INSTRUCTIONS TO FOLLOW:
Continue the passage on oxygen therapy and ventilation after head trauma, picking up after its final sentence.

PROVIDED PASSAGE:
-------

Oxygen Therapy and Management of Ventilation
Oxygen supplementation is recommended in all patients following head trauma. Control of PaO2 and PaCO2 is mandatory and will affect both cerebral haemodynamics and ICP. Permissive hypercapnea should be avoided because of its cerebral vasodilatory effect that increases ICP. Hypocapnea can produce cerebral vasoconstriction through serum and CSF alkalosis. Reduction in CBF and ICP is almost immediate although peak ICP reduction may take up to 30 minutes after PCO2 has been changed. The amount of oxygen within the blood can be assessed by measuring oxyhemoglobin saturation with a pulse oximeter (SpO2), measuring the PaO2 with blood gas analysis in conjunction with measurement of circulating haemoglobin concentration. Calculation of oxygen delivery to the tissues requires measurement of both arterial oxygen content and cardiac output. Measurement of mixed venous oxygen can provide an indirect measure of adequacy of oxygen supply to the tissues. The amount of carbon dioxide within the blood can also be assessed by arterial blood gas analysis as well as via capnography. Capnography provides breath by breath assessment of adequacy of ventilation assuming normal cardiovascular function. This technique measures CO2 in the expired patient gases (P'ETCO2), which approximates the CO2 tension in the alveoli. As alveolar gases should be in equilibrium with arterial blood, P'ETCO2 can be used to approximate PaCO2 unless severe pulmonary dysfunction is present.

-------

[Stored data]
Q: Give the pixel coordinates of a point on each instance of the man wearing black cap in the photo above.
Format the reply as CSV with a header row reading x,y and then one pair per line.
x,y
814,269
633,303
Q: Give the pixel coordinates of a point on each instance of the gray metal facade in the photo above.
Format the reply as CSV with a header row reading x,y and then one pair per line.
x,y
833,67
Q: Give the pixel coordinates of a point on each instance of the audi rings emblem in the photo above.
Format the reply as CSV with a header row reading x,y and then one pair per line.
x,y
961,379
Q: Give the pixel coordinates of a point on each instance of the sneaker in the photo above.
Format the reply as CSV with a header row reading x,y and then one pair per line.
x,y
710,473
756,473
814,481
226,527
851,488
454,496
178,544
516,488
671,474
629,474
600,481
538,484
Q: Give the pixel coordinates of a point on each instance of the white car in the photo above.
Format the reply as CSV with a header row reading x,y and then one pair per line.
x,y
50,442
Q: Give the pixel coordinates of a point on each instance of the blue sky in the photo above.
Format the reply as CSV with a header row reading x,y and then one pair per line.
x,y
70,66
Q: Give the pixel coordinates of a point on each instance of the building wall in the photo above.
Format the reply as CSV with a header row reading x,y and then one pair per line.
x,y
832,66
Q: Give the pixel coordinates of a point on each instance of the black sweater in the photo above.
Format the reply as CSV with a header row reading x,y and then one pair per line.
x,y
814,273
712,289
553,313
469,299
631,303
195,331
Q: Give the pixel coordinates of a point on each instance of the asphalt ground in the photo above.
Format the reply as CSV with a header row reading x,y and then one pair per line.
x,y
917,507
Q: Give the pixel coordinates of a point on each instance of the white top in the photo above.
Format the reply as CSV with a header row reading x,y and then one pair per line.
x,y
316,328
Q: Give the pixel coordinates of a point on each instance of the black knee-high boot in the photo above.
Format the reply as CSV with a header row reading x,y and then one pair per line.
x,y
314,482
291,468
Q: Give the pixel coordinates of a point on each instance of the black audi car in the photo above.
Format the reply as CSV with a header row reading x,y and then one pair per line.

-------

REPLY TO THE EXERCISE:
The goal of oxygen therapy and management of ventilation is to maintain the partial pressure of oxygen in the arterial blood supply (PaO2) greater than or equal to 90 mm Hg and the PaCO2 below 35–40 mm Hg. If the patient is able to ventilate spontaneously and effectively, supplemental oxygen should be delivered via 'flow-by'; confinement within an oxygen cage prevents frequent monitoring. Face masks and nasal catheters should be avoided, if possible, as they can cause anxiety, which may contribute to elevations of intracranial pressure.
Intracranial pressure can be aggressively addressed with the administration of osmotic diuretics. Osmotic diuretics, such as mannitol, should not be given to any patient without being certain that the patient has been volume resuscitated. Mannitol improves cerebral blood flow and reduces intracranial pressure by decreasing edema. After administration, mannitol expands the plasma volume and reduces blood viscosity, which improves cerebral blood flow and delivery of oxygen to the brain. Additionally, mannitol assists in scavenging free radicals, which contribute to secondary injury processes. Vasoconstriction occurs as a sequela to the increased partial pressure of oxygen, leading to an immediate decrease in ICP. Additionally, the osmotic effect of mannitol reduces extracellular fluid volume within the brain. Mannitol (0.5–2.0 g/kg) should be given as a bolus over 15 minutes to optimize the plasma expanding effect. Continuous infusions of mannitol increase the permeability of the blood brain barrier exacerbating oedema. Lower doses of mannitol are as effective at decreasing ICP as higher doses, but may not last as long. Mannitol reduces brain oedema over about 15–30 minutes after administration and has an effect for approximately two to five hours.